*TEXT EXTRACT*
start
In the process of repairing the network, workers can take two kinds of operations at every moment, repairing a computer, or testing if two computers can communicate. Your job is to answer all the testing operations. 

Input

The first line contains two integers N and d (1 <= N <= 1001, 0 <= d <= 20000). Here N is the number of computers, which are numbered from 1 to N, and D is the maximum distance two computers can communicate directly. In the next N lines, each contains two integers xi, yi (0 <= xi, yi <= 10000), which is the coordinate of N computers. From the (N+1)-th line to the end of input, there are operations, which are carried out one by one. Each line contains an operation in one of following two formats: 
1. "O p" (1 <= p <= N), which means repairing computer p.
end
(Position annotation rows)
start
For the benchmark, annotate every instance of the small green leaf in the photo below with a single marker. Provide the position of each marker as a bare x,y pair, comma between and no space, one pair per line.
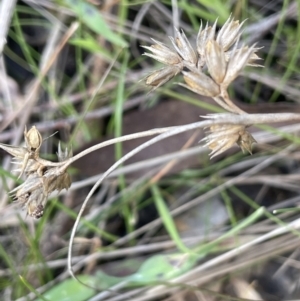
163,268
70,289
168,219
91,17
end
start
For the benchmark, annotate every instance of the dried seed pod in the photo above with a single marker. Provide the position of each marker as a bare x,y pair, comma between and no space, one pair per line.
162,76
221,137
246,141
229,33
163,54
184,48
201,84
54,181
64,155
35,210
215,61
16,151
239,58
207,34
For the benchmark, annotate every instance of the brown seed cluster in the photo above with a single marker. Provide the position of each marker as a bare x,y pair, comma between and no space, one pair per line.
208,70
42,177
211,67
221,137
end
*TO BE DONE*
[a] In the problem statement, what does the operation "O p" mean?
[b] List every line of the rows that contains the string "seed", matching case exactly.

*RESPONSES FOR EACH TASK*
[a] It means repairing computer p.

[b]
For the benchmark, annotate every instance of the dried seed pod in the photo above with a single marker. Provide the position of each marker as a bare x,y pair, comma between and no space, one pair per line.
For the benchmark, annotate every instance of the brown seed cluster in the photo above with a single marker. Provide the position of each marker as a bare x,y pair, comma between and no space, one pair per line.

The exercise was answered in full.